Contemporary Times, Timeless Wisdom

HAVE you ever walked into someone's living room and felt that nothing has changed in the last thirty years? Lamps, furniture, bric-a-brac -- all from an earlier period. When I first visited Miss Steele, I was eighteen. She was in her eighties. A former schoolteacher, she had come back to a small Vermont town after living for many years in Bulgaria. Her apartment seemed to me a vision from the past. Yet we became friends.

I was a college freshman, looking for support and understanding. I wanted to be a writer. At that point I was writing in the style of Hemingway, I supposed, with some fairly raw language and gratuitous explicit detail.

One day I asked Miss Steele if she would be willing to hear one of my contemporary short stories. Part way through, it didn't seem a very sensible thing to have done. But she didn't show any shock. She made a perceptive comment or two and went on being richly supportive. During other visits I learned something about a timeless dignity and spiritual wisdom that were much more basic and nurturing than my concern for her keeping up with the world.

The world's story is one of change. To live is to change. And what doesn't change or can't be shown to be a trend isn't much of a newspaper story. If you were to compare front pages of this newspaper from 1909, 1949, and 1989, you would have a chronicle of extraordinary change in countries, events, inventions, discoveries.

We soon find, though, as did the college freshman, that to have a contemporary sense of where we actually are and where we're going, we need to be able to measure against something -- a standard that has the quality of wisdom. It's as true for individuals as for communities and for mankind.

``Where is the wise? where is the scribe? where is the disputer of this world? hath not God made foolish the wisdom of this world?''1 asks St. Paul in Corinthians. In the book of Proverbs we read, ``The Lord giveth wisdom: out of his mouth cometh knowledge and understanding.... When wisdom entereth into thine heart, and knowledge is pleasant unto thy soul; discretion shall preserve thee, understanding shall keep thee.''2

Wisdom, according to the Bible, isn't a matter of sophistication or sagacity but of discerning our relationship to God. A Bible commentary points out that foolishness, the antithesis of wisdom, isn't so much ignorance as a moral position that would deny the necessity of this orientation of heart and mind toward Deity.

• _INPUT RECORDS_

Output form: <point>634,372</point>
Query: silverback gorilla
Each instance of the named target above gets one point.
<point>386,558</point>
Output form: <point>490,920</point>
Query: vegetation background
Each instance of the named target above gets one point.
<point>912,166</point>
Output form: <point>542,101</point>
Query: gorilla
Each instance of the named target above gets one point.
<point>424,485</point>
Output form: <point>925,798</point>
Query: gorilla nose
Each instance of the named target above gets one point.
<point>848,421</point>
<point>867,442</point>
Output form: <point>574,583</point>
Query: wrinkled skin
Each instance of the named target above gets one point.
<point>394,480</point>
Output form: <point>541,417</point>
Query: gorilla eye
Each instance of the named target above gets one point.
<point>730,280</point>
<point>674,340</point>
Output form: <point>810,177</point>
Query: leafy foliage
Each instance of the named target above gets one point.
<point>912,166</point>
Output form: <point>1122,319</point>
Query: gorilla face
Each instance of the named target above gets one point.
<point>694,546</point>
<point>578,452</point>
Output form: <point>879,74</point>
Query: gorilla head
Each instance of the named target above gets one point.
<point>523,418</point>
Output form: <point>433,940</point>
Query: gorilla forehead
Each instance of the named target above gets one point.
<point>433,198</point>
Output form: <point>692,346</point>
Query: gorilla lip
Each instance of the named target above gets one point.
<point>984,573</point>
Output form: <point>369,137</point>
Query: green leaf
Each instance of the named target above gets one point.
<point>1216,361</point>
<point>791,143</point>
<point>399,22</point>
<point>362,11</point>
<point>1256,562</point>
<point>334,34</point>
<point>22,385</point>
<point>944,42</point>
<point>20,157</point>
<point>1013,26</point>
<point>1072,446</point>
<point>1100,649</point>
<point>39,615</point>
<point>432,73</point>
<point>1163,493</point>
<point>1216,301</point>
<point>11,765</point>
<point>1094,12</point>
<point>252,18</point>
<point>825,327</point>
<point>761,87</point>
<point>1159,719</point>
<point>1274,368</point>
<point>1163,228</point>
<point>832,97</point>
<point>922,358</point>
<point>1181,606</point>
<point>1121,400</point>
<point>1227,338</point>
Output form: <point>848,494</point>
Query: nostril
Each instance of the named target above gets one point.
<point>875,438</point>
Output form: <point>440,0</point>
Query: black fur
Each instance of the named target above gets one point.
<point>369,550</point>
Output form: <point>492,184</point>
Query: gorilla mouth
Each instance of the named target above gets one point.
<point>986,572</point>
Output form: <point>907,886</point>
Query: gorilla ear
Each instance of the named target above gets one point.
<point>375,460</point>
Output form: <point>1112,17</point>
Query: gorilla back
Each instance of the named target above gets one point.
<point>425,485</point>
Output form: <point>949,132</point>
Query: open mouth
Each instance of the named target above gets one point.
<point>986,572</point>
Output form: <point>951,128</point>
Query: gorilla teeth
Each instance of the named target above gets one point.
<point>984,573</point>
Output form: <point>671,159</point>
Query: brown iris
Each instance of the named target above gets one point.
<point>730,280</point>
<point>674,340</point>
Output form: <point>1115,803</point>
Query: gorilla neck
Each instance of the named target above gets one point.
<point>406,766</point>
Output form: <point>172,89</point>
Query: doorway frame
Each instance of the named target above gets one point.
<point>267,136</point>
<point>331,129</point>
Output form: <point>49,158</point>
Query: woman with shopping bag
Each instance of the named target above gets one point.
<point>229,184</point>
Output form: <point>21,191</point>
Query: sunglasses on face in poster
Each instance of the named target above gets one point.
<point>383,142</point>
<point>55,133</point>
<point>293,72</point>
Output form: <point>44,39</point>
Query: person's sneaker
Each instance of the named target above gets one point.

• _WRITTEN REQUEST A_
Within the entries, reproduce the stretch from the line containing "Output form: <point>49,158</point>" through the end of the entries, swapping "shopping bag" for "handbag" and leaving everything else unchanged.
• _WRITTEN REQUEST B_
Extend the essay on contemporary times and timeless wisdom, picking up directly after its final sentence.

• _OUTPUT A_
Output form: <point>49,158</point>
Query: woman with handbag
Each instance of the named target above gets one point.
<point>229,184</point>
Output form: <point>21,191</point>
Query: sunglasses on face in poster
Each instance of the named target above gets one point.
<point>383,142</point>
<point>55,133</point>
<point>293,72</point>
Output form: <point>44,39</point>
Query: person's sneaker
Each instance of the named target above gets one point.

• _OUTPUT B_
One of the values of spiritual wisdom is that it helps anyone to assess change accurately; it doesn't produce naivet about the world. It can keep you from imagining that something contemporary is necessarily something new, when in fact it may be nothing more than the reappearance of an old mistake.

Spiritual wisdom responds to the genuinely progressive because it isn't locked into the frame of the present. It gives us the humility to see there's no way for a mere mortal to stay ahead of the world, which by definition turns around with him on it, other than by getting wisdom from a divine source. It teaches us that man, made in God's likeness, has divine dimension.

Wisdom is in fact something the Bible associates closely with God Himself; it's a divine quality. Perhaps we do our best in rapidly changing times when we're clearest on what it is that doesn't change. Mary Baker Eddy, the Founder of Christian Science and of The Christian Science Monitor, writing of prayer, comments, ``God is not moved by the breath of praise to do more than He has already done, nor can the infinite do less than bestow all good, since He is unchanging wisdom and Love.''3

Not only is it a reassuring standpoint; it offers the only practical vantage point from which to comprehend a turning globe.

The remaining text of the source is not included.